Stored data entries:

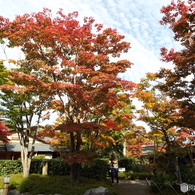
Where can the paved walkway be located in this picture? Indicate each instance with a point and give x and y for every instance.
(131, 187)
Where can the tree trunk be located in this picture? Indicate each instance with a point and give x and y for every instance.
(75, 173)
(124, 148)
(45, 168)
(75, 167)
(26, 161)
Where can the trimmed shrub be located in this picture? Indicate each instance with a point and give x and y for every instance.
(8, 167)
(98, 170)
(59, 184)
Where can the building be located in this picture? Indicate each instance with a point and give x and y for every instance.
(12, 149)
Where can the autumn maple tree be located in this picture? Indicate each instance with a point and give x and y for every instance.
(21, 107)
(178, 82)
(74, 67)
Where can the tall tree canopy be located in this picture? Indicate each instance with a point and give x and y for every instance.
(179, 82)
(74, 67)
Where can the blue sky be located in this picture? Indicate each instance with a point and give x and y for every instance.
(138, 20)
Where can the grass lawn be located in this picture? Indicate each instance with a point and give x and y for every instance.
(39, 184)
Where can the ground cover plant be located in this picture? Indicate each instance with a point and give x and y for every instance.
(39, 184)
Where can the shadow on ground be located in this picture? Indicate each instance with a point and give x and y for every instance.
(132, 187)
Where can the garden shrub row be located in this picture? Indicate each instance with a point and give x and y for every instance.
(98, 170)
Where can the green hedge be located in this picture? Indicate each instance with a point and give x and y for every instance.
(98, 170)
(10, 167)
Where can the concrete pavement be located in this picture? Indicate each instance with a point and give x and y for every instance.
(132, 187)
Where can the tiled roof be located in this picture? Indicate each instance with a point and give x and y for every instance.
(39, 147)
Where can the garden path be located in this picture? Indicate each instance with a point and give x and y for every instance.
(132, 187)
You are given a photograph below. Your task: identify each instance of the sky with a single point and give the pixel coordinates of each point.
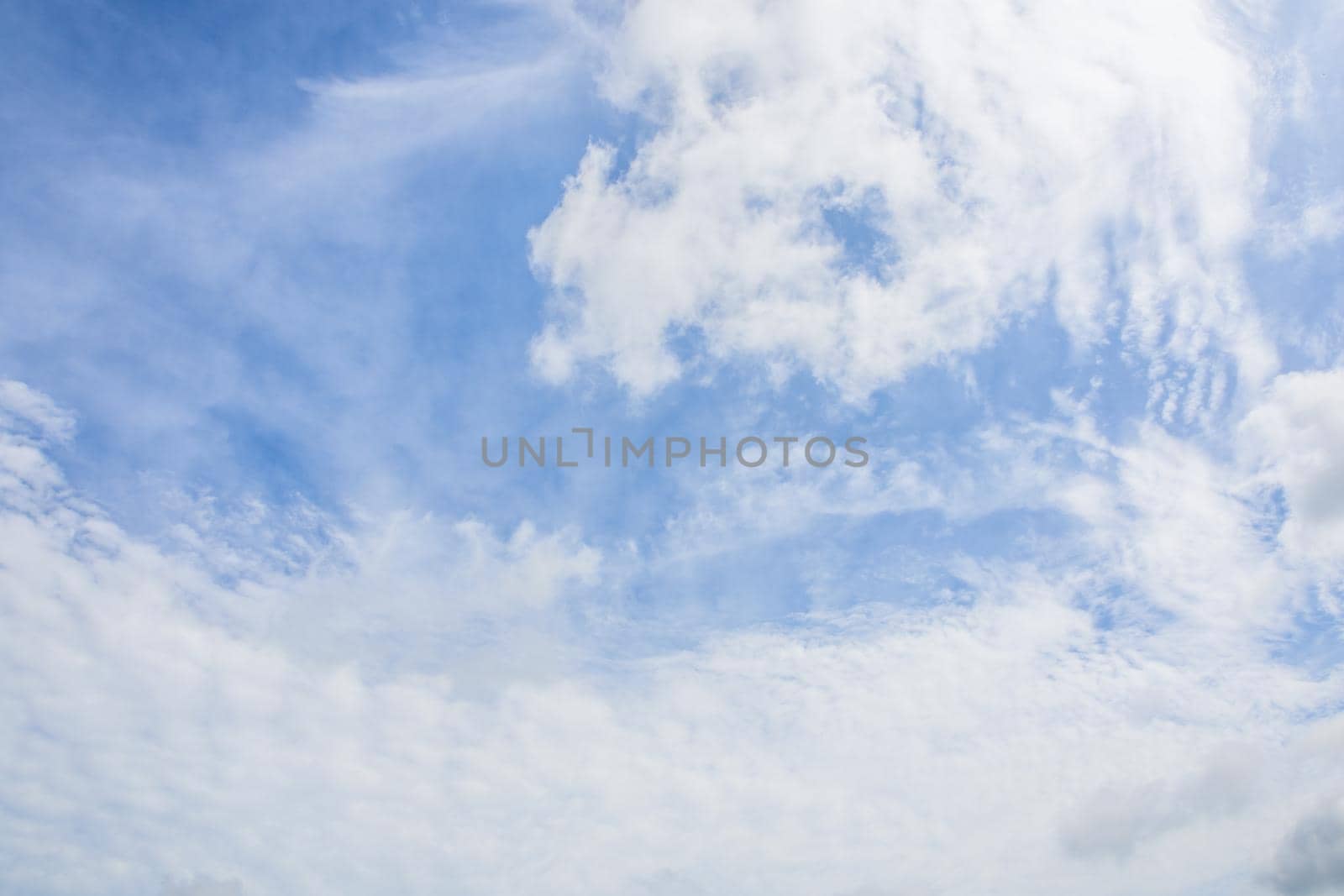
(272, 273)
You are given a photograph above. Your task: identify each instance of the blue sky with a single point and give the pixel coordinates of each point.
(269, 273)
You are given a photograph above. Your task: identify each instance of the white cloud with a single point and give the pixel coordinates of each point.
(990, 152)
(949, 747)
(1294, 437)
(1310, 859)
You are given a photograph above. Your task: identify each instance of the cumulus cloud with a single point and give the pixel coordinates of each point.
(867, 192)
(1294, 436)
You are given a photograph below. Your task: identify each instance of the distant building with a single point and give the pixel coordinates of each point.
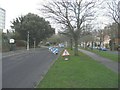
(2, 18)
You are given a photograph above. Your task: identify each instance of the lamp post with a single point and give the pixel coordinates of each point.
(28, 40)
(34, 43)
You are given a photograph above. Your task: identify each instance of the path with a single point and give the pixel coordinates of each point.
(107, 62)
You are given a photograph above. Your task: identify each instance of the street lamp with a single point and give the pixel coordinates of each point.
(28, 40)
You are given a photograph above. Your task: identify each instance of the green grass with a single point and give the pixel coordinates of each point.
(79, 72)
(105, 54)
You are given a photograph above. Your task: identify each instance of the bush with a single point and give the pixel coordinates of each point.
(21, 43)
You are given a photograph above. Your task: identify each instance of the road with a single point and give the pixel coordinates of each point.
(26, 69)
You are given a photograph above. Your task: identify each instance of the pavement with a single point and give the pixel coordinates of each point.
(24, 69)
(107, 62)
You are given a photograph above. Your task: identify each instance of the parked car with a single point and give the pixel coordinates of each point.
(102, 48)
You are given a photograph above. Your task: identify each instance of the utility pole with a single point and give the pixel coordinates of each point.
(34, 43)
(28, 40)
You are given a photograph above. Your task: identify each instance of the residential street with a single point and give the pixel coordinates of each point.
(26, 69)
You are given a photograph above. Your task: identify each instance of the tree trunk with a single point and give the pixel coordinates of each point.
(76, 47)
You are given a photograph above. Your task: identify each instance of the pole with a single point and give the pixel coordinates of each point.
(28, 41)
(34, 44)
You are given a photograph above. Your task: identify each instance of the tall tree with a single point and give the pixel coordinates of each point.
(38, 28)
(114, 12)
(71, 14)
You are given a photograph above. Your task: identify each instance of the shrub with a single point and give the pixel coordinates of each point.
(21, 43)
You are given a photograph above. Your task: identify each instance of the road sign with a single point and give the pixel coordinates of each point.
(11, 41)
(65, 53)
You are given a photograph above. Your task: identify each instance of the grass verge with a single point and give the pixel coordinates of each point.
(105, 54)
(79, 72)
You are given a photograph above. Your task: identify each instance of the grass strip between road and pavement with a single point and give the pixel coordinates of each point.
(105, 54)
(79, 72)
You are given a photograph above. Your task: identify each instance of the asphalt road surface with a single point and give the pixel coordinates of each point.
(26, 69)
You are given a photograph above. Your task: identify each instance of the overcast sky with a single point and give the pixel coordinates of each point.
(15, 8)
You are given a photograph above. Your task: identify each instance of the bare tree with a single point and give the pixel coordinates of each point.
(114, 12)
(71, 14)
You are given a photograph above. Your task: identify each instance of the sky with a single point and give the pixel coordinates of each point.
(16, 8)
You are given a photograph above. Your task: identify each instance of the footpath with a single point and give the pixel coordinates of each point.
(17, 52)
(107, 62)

## WHAT YOU HAVE TO DO
Restate each of the entries above word for word and skip every image.

## ANSWER
Where can the paved walkway be located in this picture? Indicate each instance with a point and give x and y for every instance.
(131, 187)
Where can the tree trunk be located in this picture? Indicate each instance with a point and give x and y for every instance.
(75, 173)
(124, 148)
(45, 168)
(75, 167)
(26, 161)
Where can the trimmed shrub be located in this picture? Indicate each instance with a point and give x and y for every instance.
(8, 167)
(98, 170)
(59, 184)
Where can the building be located in this picture? Indicate each instance with a point and give x and y for every instance.
(12, 149)
Where can the autumn maple tree be located in this picture? Indicate each instance with a point and give x and y for every instance.
(21, 107)
(178, 82)
(74, 67)
Where can the tall tree canopy be located in this picture? Indicate each instance with a point and give x and y for every instance.
(179, 82)
(74, 67)
Where can the blue sky be located in this picture? Indicate each instance with a point and give x and y for every instance.
(138, 20)
Where can the grass lawn be located in this picture? Indicate each instance with a point and give x and y for every instance.
(39, 184)
Where can the ground cover plant be located in this picture? Indicate each instance with a point and give x and y for every instance.
(39, 184)
Where can the shadow on ground be located in this picture? Indicate each instance with a point and give x and y for every instance.
(132, 187)
Where can the garden shrub row be located in this picture? Indicate each instance with a point and give x and y for every instance.
(98, 170)
Where can the green hedge be located in this picture? Indicate each instance with a point and give x and y for every instance.
(98, 170)
(10, 167)
Where can the concrete pavement be located in this picture? Indicate each instance with a point and give x and y for every instance.
(132, 187)
Where can the tiled roof be located in this picture? Indicate each instance with a point and give x and y for every instance.
(39, 147)
Where can the garden path be located in this picture? Indicate each instance with a point and give x and y for every instance.
(132, 187)
You are given a photograph below. Your task: identify each instance of the sky with a single point and give the pixel coordinates of each point.
(272, 273)
You are given a photograph above. Your task: identify each instance of the blue sky with a single point and give the pixel coordinates of each point.
(269, 273)
You are given a photograph above. Your task: identify each instance of the white cloud with a single point and give the pixel coordinates of each point.
(990, 152)
(949, 747)
(1294, 437)
(1310, 859)
You are given a photograph above. Your task: identify each instance of the cumulus cloud with a single point and give the pixel coordinates of each point.
(867, 192)
(1294, 436)
You are given a photograph below. Your task: identify each instance of the distant building with a single point and give the pixel coordinates of each point.
(2, 18)
You are given a photograph above. Your task: identify each instance of the lamp post with a single point and give the pixel coordinates of each point.
(28, 40)
(34, 43)
You are given a photograph above. Your task: identify each instance of the path with a single point and give the pixel coordinates of each point.
(107, 62)
You are given a photograph above. Your task: identify each instance of the street lamp with a single point and give the pixel coordinates of each point.
(28, 40)
You are given a photograph above. Your task: identify each instance of the green grass with a single point and give the pixel coordinates of each point.
(79, 72)
(105, 54)
You are given a photograph above. Your task: identify each instance of the bush with a single point and give the pixel coordinates of each point.
(21, 43)
You are given a photograph above. Your task: identify each instance of the road with a single point and give the pixel coordinates of each point.
(26, 69)
You are given a photograph above. Your task: identify each instance of the pavement with a single point and give the pixel coordinates of each point.
(24, 69)
(107, 62)
You are given a photograph above. Your task: identify each instance of the parked car with a single point and give the pixel coordinates of each point.
(102, 48)
You are given a photograph above. Your task: identify each instance of the utility pole with a single point and give the pixel coordinates of each point.
(34, 43)
(28, 40)
You are given a photograph above. Your task: identify each instance of the residential street with a single point and give the pixel coordinates of each point.
(26, 69)
You are given a photograph above. Your task: identify each instance of the tree trunk with a single point and give the pixel coordinates of each point.
(76, 47)
You are given a photograph above. Your task: identify each instance of the pole with a single point and give the pixel coordinates of each point.
(28, 41)
(34, 44)
You are given a photograph above. Your task: identify each instance of the tall tree with a single point and give the pixel coordinates of each point.
(38, 28)
(114, 12)
(71, 14)
You are given a photograph above. Your task: identify each instance of the shrub with a single point and give the pixel coordinates of each point.
(21, 43)
You are given a photograph above. Your task: identify each instance of the road sign with a single point and give the pixel coordinates of each point.
(11, 41)
(65, 53)
You are given a photograph above. Your task: identify each instance of the grass verge with a single point and give the pixel coordinates of each point.
(105, 54)
(79, 72)
You are given a photograph above. Your task: identify each instance of the grass strip between road and pavement with a single point and give the pixel coordinates of each point.
(105, 54)
(79, 72)
You are given a photograph above. Your task: identify each instance of the asphalt road surface with a single point and give the pixel coordinates of each point.
(26, 69)
You are given a photograph above. Your task: identify each instance of the overcast sky with a single point and give the pixel coordinates of each point.
(15, 8)
You are given a photograph above. Your task: identify each instance of the bare tree with a single point and give the pixel coordinates of each point.
(114, 12)
(71, 14)
You are given a photograph above. Your task: identify each instance of the sky with a single point and give the pixel coordinates of each point.
(16, 8)
You are given a photograph above. Your task: identify each instance of the footpath with a single point and give the pixel coordinates of each point.
(17, 52)
(107, 62)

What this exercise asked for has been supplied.